◆ **Written instruction**
Could you reproduce the stretch of the novel review from "That is not" through "better comes along.", word for word?

Stanford’s Three Books program is nearly as integral to the fabric of the school as some of our other, more eccentric traditions (Full Moon on the Quad and Exotic Party come to mind). In that sense, it’s fitting that “home” — a safe place, a place of community — is the theme of this year’s selections. Unfortunately, despite its best intentions, Chad Harbach’s novel, “The Art of Fielding,” is unable to imbue Westish College, the book’s setting, with this same sense of belonging.

An incoming freshman peruses a copy of "The Art of Fielding" by Chad Harbach in the Stanford Bookstore. (MADDY SIDES/The Stanford Daily)
An incoming freshman peruses a copy of “The Art of Fielding” by Chad Harbach in the Stanford Bookstore. (MADDY SIDES/The Stanford Daily)

That is not to say that Harbach’s breakthrough novel is completely rootless. From the college’s sexually confused president to the baseball team’s fresh-faced prodigy, the novel’s protagonists struggle to find themselves in the small town, Midwestern bubble that Westish provides, but the college seems less of a home and more of a train stop, a place to pause lest nothing better comes along.

The novel chronicles the interweaving lives of members of the fictional Westish College in Wisconsin, a place reminiscent of Kenyon College or any other under-the-radar liberal arts school. At the novel’s fulcrum is Henry Skrimshander, the school’s star shortstop bound for the big leagues. At Skrimshander’s side is “The Art of Fielding,” a baseball bible of sorts that guides him both on and off the field. But when the poor boy’s promising future begins to manifest itself — calls from sports agents, offers from minor and major league teams — he chokes under the pressure.

Along for the ride is teammate Mike Shwartz, a self-starter type from the rough side of town who takes it upon himself to train Skrimshander at the expense of his own sense of self. And by the end of the novel, it’s still unclear whether or not either protagonist truly knows who he truly is — or ever will. Instead, the two characters remain static in the confines of Westish, a pleasant place to be sure, but by no means a fertile ground for personal growth, given that both boys end up nearly where they started by the final chapter.

◆ **Data segment**
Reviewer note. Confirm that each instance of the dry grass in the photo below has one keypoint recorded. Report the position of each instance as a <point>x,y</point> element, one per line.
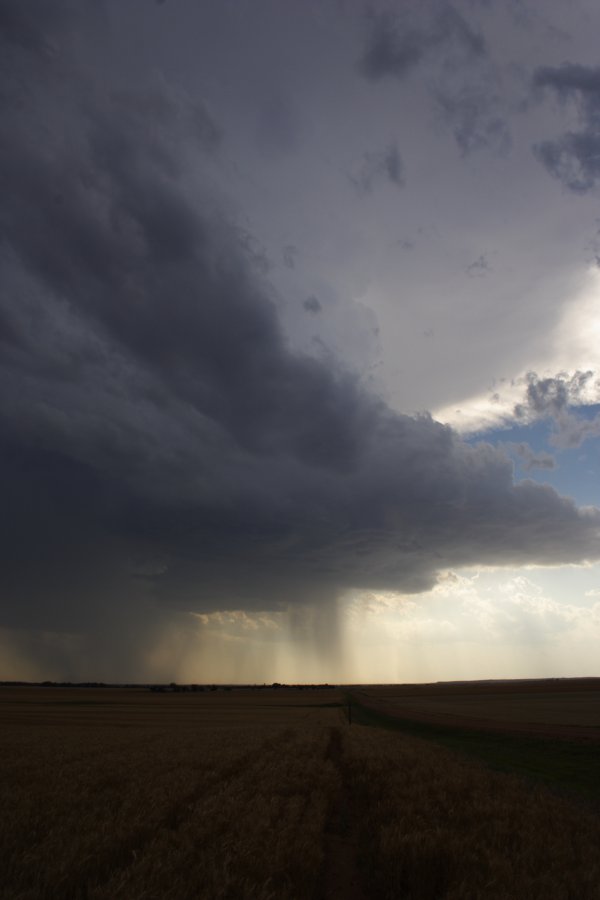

◆ **Written response**
That is not to say that Harbach’s breakthrough novel is completely rootless. From the college’s sexually confused president to the baseball team’s fresh-faced prodigy, the novel’s protagonists struggle to find themselves in the small town, Midwestern bubble that Westish provides, but the college seems less of a home and more of a train stop, a place to pause lest nothing better comes along.